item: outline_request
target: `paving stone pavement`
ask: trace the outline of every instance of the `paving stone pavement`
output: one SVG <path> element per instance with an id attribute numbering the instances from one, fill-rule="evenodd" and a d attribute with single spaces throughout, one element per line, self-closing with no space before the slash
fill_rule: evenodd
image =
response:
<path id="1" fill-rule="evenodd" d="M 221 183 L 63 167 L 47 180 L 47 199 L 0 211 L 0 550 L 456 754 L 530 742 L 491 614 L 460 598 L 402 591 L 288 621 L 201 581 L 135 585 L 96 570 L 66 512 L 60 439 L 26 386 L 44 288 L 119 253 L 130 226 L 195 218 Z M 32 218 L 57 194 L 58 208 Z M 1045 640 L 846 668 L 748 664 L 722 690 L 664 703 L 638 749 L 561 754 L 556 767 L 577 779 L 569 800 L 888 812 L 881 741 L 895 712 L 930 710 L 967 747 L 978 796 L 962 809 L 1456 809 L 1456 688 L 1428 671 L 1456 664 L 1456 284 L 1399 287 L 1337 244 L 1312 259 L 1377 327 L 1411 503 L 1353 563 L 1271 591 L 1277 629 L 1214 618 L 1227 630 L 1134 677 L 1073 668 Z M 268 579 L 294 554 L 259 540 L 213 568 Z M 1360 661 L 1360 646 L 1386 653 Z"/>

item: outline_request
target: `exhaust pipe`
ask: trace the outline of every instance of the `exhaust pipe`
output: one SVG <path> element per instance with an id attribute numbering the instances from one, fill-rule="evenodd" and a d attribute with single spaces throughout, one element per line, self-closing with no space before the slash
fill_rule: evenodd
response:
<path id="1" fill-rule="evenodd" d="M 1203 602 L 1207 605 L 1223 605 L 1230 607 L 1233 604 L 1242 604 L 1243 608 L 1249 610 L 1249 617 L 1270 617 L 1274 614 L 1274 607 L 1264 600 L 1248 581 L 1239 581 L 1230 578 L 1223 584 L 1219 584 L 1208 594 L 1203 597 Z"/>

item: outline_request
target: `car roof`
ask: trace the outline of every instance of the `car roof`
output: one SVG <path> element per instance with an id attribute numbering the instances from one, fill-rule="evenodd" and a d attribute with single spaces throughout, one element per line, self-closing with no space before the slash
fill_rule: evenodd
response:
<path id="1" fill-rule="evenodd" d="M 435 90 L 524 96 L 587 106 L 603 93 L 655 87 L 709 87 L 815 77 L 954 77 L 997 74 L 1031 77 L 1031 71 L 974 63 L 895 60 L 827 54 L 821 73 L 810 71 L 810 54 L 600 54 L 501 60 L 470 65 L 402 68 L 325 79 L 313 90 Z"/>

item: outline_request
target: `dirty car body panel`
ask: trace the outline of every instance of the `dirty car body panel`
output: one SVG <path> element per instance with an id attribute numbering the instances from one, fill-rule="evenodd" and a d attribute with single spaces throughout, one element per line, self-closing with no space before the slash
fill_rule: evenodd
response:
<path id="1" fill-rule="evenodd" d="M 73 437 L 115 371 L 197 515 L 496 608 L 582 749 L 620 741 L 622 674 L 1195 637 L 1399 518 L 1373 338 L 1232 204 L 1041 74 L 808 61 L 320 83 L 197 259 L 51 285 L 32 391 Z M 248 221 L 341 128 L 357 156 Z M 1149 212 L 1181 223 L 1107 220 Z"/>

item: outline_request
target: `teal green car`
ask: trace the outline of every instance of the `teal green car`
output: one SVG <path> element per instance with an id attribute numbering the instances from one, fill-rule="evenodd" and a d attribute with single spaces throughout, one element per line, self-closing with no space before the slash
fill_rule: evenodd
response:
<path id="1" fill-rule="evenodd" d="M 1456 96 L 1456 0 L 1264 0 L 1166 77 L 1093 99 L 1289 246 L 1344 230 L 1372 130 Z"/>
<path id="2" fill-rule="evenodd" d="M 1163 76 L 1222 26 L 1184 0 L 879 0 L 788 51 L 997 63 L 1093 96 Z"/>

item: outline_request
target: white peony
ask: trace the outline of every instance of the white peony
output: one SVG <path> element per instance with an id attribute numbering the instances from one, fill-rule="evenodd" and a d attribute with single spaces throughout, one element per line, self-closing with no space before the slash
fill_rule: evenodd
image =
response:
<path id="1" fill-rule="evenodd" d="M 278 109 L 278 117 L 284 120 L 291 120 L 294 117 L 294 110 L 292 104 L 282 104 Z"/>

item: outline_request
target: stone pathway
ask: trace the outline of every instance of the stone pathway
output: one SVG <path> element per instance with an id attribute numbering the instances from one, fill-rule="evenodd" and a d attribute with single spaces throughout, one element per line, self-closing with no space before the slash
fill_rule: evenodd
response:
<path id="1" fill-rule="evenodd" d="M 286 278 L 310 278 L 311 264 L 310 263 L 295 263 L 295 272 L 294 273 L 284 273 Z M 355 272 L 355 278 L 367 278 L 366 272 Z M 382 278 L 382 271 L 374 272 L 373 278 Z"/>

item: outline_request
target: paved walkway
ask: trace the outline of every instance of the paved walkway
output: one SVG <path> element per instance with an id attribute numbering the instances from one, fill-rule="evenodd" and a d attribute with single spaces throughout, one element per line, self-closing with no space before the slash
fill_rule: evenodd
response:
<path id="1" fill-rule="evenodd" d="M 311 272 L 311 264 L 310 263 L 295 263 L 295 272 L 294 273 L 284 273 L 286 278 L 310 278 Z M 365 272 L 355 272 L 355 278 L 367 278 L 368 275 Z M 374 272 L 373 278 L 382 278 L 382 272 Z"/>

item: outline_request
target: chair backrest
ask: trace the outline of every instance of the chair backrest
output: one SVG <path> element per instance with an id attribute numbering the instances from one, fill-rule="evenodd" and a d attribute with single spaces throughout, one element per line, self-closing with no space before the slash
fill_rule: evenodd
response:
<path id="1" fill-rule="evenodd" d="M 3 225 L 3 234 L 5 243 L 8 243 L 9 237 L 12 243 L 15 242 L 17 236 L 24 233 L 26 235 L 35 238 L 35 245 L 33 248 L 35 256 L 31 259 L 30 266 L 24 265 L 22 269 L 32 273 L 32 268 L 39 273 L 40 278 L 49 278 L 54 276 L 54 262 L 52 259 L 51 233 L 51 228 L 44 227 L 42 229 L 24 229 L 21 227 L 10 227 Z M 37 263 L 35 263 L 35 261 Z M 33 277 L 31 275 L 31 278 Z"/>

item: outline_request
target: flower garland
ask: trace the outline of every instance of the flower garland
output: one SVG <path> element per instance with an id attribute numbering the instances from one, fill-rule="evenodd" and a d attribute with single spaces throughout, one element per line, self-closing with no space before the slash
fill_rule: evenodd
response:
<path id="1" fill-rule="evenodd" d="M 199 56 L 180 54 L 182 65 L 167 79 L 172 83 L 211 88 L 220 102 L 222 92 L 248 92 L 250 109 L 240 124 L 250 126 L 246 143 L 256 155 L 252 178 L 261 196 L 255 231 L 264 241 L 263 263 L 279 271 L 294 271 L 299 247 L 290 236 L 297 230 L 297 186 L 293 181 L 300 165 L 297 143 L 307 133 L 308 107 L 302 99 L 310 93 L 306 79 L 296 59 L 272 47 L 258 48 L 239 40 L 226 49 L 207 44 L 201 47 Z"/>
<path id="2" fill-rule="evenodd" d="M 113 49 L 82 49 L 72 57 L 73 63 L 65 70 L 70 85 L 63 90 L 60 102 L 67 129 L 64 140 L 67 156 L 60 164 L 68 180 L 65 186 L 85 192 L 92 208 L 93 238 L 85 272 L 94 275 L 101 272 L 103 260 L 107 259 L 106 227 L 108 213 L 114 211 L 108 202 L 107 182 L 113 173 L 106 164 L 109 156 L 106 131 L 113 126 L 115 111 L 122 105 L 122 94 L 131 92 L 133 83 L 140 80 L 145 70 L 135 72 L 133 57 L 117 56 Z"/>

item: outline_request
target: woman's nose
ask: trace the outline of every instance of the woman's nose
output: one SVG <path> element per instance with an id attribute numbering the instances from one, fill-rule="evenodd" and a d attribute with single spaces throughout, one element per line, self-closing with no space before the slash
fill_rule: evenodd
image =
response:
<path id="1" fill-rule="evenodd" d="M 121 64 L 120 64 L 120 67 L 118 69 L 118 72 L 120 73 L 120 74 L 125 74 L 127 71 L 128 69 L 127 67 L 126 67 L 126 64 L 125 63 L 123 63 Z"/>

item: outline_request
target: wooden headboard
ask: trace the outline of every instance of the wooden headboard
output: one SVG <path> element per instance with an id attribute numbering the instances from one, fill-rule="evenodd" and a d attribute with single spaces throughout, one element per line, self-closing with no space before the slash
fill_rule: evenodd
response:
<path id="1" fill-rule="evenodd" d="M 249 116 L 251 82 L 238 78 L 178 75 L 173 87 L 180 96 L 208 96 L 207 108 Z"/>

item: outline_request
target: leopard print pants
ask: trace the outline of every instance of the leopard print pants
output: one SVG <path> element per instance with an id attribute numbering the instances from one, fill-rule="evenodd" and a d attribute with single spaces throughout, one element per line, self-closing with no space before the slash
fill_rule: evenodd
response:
----
Find every line of the entries above that contains the word "panel" and copy each one out.

## Output for this task
target: `dirty car body panel`
ask: trace the outline of every instance of the `dirty car body panel`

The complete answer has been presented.